====== Input data

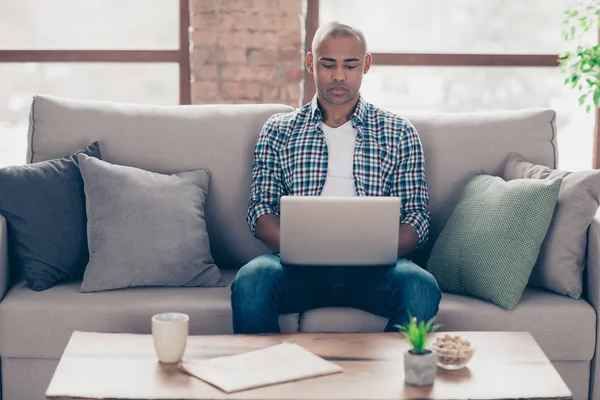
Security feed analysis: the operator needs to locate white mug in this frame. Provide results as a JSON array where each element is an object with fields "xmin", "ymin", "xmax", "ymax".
[{"xmin": 151, "ymin": 312, "xmax": 189, "ymax": 363}]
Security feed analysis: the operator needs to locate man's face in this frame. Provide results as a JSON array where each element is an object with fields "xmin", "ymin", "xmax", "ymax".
[{"xmin": 307, "ymin": 35, "xmax": 371, "ymax": 106}]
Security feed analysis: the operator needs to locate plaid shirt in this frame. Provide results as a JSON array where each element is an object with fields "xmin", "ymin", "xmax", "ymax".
[{"xmin": 247, "ymin": 95, "xmax": 431, "ymax": 247}]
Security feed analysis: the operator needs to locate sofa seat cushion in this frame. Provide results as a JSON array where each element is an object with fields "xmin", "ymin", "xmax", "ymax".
[
  {"xmin": 299, "ymin": 288, "xmax": 596, "ymax": 362},
  {"xmin": 0, "ymin": 271, "xmax": 298, "ymax": 359},
  {"xmin": 0, "ymin": 268, "xmax": 594, "ymax": 362}
]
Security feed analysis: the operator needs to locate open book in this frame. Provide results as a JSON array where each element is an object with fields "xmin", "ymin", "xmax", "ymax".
[{"xmin": 179, "ymin": 342, "xmax": 344, "ymax": 393}]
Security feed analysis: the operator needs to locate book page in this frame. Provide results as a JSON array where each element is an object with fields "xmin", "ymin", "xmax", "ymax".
[{"xmin": 179, "ymin": 342, "xmax": 344, "ymax": 393}]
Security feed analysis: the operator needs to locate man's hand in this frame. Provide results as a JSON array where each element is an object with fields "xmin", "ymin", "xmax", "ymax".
[
  {"xmin": 255, "ymin": 214, "xmax": 281, "ymax": 253},
  {"xmin": 257, "ymin": 215, "xmax": 419, "ymax": 257},
  {"xmin": 397, "ymin": 223, "xmax": 420, "ymax": 257}
]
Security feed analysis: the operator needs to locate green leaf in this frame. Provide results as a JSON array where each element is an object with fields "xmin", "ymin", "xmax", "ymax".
[
  {"xmin": 594, "ymin": 90, "xmax": 600, "ymax": 105},
  {"xmin": 424, "ymin": 319, "xmax": 433, "ymax": 332},
  {"xmin": 394, "ymin": 315, "xmax": 441, "ymax": 354},
  {"xmin": 587, "ymin": 104, "xmax": 592, "ymax": 113}
]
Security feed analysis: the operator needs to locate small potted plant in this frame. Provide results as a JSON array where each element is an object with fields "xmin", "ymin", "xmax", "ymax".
[{"xmin": 395, "ymin": 315, "xmax": 439, "ymax": 386}]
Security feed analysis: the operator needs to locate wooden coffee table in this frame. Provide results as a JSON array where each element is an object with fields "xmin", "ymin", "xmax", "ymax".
[{"xmin": 45, "ymin": 331, "xmax": 572, "ymax": 400}]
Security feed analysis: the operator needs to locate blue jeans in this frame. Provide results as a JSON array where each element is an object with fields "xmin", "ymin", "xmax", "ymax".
[{"xmin": 230, "ymin": 254, "xmax": 441, "ymax": 334}]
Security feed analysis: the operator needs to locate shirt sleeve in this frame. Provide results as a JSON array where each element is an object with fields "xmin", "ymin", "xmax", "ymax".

============

**Instructions for the task**
Print all the material above verbatim and omit its pictures.

**Written answer**
Security feed analysis: the operator needs to locate white mug in this frame. Provide results as a JSON array where each element is an object with fields "xmin", "ymin", "xmax", "ymax".
[{"xmin": 151, "ymin": 312, "xmax": 189, "ymax": 363}]
Security feed analysis: the operator needs to locate man's face in this frame. Provide results as a JSON array where each element is an object with fields "xmin", "ymin", "xmax", "ymax".
[{"xmin": 307, "ymin": 35, "xmax": 371, "ymax": 106}]
Security feed analysis: the operator needs to locate plaid shirt in this frame. Provide results as a JSON array where each element is an object with fields "xmin", "ymin", "xmax", "ymax".
[{"xmin": 247, "ymin": 95, "xmax": 431, "ymax": 247}]
Security feed analysis: the operator needs to locate sofa seat cushion in this frame. Provide results as a JSON array where each element is an object with fields "xmin", "ymin", "xmax", "ymax".
[
  {"xmin": 299, "ymin": 288, "xmax": 596, "ymax": 362},
  {"xmin": 0, "ymin": 271, "xmax": 298, "ymax": 359},
  {"xmin": 0, "ymin": 268, "xmax": 594, "ymax": 362}
]
Security feed analysis: the operator needs to locate open book in this frame. Provide results as a JSON array where each element is an object with fields "xmin", "ymin", "xmax", "ymax".
[{"xmin": 179, "ymin": 342, "xmax": 344, "ymax": 393}]
Security feed analysis: the operator needs to locate book page in this frame. Provide results as a JSON array where each element is an object with fields "xmin", "ymin", "xmax", "ymax".
[{"xmin": 179, "ymin": 342, "xmax": 344, "ymax": 393}]
Security feed analysis: the operator needs to locate man's hand in this frame. Provide results as a JSON array where each element is an object with fields "xmin", "ymin", "xmax", "ymax".
[
  {"xmin": 255, "ymin": 214, "xmax": 281, "ymax": 253},
  {"xmin": 257, "ymin": 215, "xmax": 419, "ymax": 257},
  {"xmin": 397, "ymin": 223, "xmax": 420, "ymax": 257}
]
Security feed analysis: the operator needs to locate green leaf in this frame. Provide results as a JSON array where each element is an object with fields "xmin", "ymin", "xmax", "ymax".
[
  {"xmin": 594, "ymin": 90, "xmax": 600, "ymax": 105},
  {"xmin": 424, "ymin": 319, "xmax": 433, "ymax": 332},
  {"xmin": 394, "ymin": 315, "xmax": 441, "ymax": 354},
  {"xmin": 587, "ymin": 104, "xmax": 592, "ymax": 113}
]
Security feed analysis: the operator needs to locate small potted plant in this frame. Provide results as a JSON array where each element is an object with fields "xmin", "ymin", "xmax", "ymax".
[{"xmin": 395, "ymin": 315, "xmax": 439, "ymax": 386}]
Security feed analysis: the operator needs to locate wooden coffee table in this frame. Provide results as a JSON array where each element is an object with fields "xmin", "ymin", "xmax", "ymax".
[{"xmin": 45, "ymin": 331, "xmax": 572, "ymax": 400}]
Security feed analysis: the operator needs to locate blue jeans in this frame. Provide results as a JSON array where each element is an object with fields "xmin", "ymin", "xmax", "ymax".
[{"xmin": 230, "ymin": 254, "xmax": 441, "ymax": 334}]
Security feed analysis: the operator needs to locate shirt sleeve in this frame. Provide results as a JSON array where each element is an object with fields "xmin", "ymin", "xmax", "ymax".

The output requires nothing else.